## Given text

I feel like I’m breaking up with a longtime boyfriend. I’ve been dating “The Walking Dead” for a few years now. Our first date was at the Compendium One and it was love at first sight. I was head-over-heels. Smitten even! I think it was partly due to having previously been in intense relationships with older men like “The Invisibles”, “Sandman” and “Transmetropolitan”. Albeit beautiful and brilliant, those relationships were filled with mind-fucks, counter-culture, social commentary and layers upon layers of metaphors. So “The Walking Dead” was a welcomed brain break from my “Top Three”. That’s not to say that I was dumbing it down or settling by being with “The Walking Dead”. But that relationship was heavier on the heart, rather than the mind.
I adored his grayscale gore and the excitement I felt whenever we were together. But then, things started to change… The dates became repetitive and predictable. His friends weren’t interesting anymore or they were dead. It started to seem like all of the reasons why I loved him were slowly fading away.

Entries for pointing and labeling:
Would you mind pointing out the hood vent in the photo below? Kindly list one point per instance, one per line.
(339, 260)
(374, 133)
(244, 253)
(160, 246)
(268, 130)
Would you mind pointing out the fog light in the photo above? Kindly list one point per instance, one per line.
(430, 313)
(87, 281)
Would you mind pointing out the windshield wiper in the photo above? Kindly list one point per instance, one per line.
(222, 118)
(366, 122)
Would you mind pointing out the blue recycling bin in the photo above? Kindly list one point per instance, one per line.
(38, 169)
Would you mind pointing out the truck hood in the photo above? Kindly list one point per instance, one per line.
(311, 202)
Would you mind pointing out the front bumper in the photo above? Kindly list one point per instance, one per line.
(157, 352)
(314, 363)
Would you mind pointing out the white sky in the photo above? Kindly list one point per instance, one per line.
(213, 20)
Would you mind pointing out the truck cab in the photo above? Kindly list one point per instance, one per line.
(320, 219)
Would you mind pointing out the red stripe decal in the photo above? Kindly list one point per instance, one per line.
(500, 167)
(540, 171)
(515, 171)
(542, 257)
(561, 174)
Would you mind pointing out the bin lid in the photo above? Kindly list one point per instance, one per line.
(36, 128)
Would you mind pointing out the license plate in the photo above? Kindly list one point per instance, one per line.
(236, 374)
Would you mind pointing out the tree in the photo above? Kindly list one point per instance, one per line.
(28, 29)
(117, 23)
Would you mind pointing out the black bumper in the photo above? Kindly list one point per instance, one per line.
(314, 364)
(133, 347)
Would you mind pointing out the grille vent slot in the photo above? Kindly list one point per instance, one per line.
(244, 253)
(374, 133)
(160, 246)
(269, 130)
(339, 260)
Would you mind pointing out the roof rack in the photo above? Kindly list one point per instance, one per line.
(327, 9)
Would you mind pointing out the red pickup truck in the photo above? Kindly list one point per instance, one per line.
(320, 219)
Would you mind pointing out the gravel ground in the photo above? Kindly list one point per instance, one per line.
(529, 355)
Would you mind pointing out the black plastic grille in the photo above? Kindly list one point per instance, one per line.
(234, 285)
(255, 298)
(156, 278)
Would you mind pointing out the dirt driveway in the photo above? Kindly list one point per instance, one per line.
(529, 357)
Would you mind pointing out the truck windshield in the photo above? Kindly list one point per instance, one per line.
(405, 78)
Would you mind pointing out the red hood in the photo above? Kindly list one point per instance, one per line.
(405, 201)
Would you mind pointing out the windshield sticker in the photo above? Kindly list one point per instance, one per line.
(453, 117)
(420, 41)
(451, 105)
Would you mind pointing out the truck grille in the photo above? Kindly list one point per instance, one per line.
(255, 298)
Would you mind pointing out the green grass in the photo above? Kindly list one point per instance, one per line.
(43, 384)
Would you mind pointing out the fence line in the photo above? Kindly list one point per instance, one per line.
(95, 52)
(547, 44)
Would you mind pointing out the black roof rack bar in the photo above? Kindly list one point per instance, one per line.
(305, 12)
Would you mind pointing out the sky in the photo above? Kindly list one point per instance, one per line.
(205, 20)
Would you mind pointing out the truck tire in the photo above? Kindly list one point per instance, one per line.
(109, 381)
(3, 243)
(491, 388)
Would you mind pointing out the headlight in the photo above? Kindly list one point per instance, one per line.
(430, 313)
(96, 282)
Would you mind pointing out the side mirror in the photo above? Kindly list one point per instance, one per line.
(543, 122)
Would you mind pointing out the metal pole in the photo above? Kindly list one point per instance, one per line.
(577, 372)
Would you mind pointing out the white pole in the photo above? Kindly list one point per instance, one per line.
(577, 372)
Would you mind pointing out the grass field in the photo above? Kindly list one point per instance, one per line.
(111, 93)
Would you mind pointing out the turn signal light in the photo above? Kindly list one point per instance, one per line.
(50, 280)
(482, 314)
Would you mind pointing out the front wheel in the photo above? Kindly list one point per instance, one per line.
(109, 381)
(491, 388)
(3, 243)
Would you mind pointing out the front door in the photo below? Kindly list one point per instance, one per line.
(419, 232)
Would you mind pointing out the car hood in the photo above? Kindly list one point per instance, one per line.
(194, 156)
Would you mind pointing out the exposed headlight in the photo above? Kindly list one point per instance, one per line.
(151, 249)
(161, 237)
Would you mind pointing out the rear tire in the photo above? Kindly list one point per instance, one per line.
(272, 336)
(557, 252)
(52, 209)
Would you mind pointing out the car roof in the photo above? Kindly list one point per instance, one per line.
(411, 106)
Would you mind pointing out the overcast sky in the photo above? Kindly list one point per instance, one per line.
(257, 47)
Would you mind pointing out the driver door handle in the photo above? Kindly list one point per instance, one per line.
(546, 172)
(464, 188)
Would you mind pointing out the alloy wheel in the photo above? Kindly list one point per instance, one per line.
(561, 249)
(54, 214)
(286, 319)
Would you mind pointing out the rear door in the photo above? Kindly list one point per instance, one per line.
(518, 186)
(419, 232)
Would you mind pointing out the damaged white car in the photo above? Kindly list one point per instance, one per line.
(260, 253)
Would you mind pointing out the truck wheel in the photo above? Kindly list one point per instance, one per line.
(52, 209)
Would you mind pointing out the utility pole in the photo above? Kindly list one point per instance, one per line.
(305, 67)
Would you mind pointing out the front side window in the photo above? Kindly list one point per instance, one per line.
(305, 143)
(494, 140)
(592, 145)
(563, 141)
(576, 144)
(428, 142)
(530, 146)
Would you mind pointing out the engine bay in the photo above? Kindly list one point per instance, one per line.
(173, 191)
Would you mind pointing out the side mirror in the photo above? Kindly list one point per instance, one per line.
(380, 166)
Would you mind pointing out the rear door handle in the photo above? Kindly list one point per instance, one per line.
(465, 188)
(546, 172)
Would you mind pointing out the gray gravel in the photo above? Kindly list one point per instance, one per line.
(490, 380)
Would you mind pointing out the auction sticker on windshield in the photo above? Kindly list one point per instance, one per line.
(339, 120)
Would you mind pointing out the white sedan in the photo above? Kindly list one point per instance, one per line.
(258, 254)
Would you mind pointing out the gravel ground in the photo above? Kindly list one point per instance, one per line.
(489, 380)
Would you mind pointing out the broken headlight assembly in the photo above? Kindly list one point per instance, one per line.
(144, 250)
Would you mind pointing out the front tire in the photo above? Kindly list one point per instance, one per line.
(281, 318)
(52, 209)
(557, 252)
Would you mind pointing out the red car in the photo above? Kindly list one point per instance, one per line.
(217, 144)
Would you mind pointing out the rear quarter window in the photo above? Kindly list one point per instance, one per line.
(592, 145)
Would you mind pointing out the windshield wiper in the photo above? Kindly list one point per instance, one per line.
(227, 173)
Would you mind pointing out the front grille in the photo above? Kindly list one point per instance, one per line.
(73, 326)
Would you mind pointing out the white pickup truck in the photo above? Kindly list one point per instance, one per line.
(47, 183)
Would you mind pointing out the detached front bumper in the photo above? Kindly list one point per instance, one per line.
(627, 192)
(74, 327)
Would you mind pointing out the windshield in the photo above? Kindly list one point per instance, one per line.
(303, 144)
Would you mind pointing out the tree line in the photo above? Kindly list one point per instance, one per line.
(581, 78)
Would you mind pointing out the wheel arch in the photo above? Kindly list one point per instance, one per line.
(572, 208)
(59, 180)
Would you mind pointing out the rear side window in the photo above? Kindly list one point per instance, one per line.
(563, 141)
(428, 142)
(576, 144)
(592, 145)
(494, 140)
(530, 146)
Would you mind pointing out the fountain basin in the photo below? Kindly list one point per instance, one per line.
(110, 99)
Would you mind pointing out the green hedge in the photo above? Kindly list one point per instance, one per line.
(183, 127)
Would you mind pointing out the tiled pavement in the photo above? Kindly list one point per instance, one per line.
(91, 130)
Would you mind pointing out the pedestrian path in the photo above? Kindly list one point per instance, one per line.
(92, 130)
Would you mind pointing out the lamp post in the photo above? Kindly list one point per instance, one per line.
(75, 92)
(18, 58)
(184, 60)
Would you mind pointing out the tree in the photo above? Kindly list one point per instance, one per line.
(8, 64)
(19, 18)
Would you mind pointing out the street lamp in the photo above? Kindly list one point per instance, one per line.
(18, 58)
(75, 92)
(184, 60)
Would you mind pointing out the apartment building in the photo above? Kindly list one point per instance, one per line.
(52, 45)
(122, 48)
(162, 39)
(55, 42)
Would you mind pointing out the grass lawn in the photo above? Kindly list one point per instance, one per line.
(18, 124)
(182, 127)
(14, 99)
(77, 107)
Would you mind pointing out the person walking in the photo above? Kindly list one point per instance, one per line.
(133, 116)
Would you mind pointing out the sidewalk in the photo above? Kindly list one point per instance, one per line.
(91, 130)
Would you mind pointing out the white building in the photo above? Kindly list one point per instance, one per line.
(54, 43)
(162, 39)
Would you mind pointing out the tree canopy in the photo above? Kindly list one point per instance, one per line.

## Objective
From the post about "The Walking Dead," return the passage that opens with the words containing "I feel like" and closes with "than the mind.", reproducing it word for word. The entries have no connection to the post about "The Walking Dead."

## The completed task
I feel like I’m breaking up with a longtime boyfriend. I’ve been dating “The Walking Dead” for a few years now. Our first date was at the Compendium One and it was love at first sight. I was head-over-heels. Smitten even! I think it was partly due to having previously been in intense relationships with older men like “The Invisibles”, “Sandman” and “Transmetropolitan”. Albeit beautiful and brilliant, those relationships were filled with mind-fucks, counter-culture, social commentary and layers upon layers of metaphors. So “The Walking Dead” was a welcomed brain break from my “Top Three”. That’s not to say that I was dumbing it down or settling by being with “The Walking Dead”. But that relationship was heavier on the heart, rather than the mind.